### GIVEN INSTRUCTION
Please give the lines of the records below as a numbered list, starting at the first line of the records and ending at the line containing "x=276 y=347", with blank lines omitted and no other lines included.

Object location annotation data
---

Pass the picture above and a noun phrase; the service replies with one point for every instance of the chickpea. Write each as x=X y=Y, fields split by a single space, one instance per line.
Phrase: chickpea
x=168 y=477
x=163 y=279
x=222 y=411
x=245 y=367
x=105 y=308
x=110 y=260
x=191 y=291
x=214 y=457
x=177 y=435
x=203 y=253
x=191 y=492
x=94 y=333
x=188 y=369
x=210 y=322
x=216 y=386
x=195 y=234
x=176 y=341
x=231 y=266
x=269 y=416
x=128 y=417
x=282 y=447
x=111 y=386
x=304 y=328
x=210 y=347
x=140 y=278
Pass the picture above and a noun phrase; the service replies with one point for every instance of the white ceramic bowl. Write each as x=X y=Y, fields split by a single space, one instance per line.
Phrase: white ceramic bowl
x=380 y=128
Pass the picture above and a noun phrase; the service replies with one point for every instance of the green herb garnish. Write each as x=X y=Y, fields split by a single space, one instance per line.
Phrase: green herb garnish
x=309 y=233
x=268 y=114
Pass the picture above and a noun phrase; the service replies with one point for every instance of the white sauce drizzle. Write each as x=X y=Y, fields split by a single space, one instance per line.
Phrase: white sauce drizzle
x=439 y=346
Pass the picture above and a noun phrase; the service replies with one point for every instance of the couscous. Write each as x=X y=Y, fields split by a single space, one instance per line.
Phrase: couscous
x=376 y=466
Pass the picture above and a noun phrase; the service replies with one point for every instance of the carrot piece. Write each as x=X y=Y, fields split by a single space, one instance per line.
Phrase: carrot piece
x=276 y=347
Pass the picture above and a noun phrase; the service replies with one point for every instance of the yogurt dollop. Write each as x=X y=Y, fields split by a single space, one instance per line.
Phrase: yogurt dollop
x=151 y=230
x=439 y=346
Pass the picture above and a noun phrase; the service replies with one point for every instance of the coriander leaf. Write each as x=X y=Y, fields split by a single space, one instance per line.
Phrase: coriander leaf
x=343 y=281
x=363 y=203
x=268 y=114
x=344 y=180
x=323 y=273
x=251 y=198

---

### EXERCISE SOLUTION
1. Pass the picture above and a noun phrase; the service replies with one point for every instance of the chickpea. Write each as x=X y=Y, fields split by a single space, one instance per line.
2. Phrase: chickpea
3. x=168 y=477
4. x=163 y=279
5. x=222 y=411
6. x=245 y=367
7. x=105 y=308
8. x=110 y=260
9. x=191 y=291
10. x=214 y=457
11. x=177 y=435
12. x=203 y=253
13. x=191 y=492
14. x=94 y=333
15. x=188 y=369
16. x=210 y=322
17. x=216 y=386
18. x=195 y=234
19. x=176 y=341
20. x=231 y=266
21. x=269 y=416
22. x=128 y=417
23. x=282 y=447
24. x=111 y=386
25. x=304 y=328
26. x=210 y=347
27. x=140 y=278
28. Pass the picture above and a noun phrase; the service replies with one point for every instance of the white ceramic bowl. Write each as x=X y=Y, fields split by a single space, one instance per line.
29. Phrase: white ceramic bowl
30. x=380 y=128
31. Pass the picture above and a noun phrase; the service replies with one point for every instance of the green herb garnish. Write each as x=X y=Y, fields split by a single space, one instance per line.
32. Phrase: green herb garnish
33. x=309 y=233
34. x=268 y=114
35. Pass the picture above and a noun phrase; the service replies with one point for every instance of the white sauce drizzle. Write each as x=X y=Y, fields split by a single space, one instance per line.
36. Phrase: white sauce drizzle
37. x=439 y=346
38. Pass the picture above and a noun phrase; the service replies with one point for every instance of the couscous. Write each as x=X y=Y, fields split by a single space, one instance per line.
39. Phrase: couscous
40. x=376 y=466
41. Pass the picture above and a noun phrase; the service replies with one point for every instance of the carrot piece. Write each as x=X y=Y, fields split by a single space, one instance per line.
42. Phrase: carrot piece
43. x=276 y=347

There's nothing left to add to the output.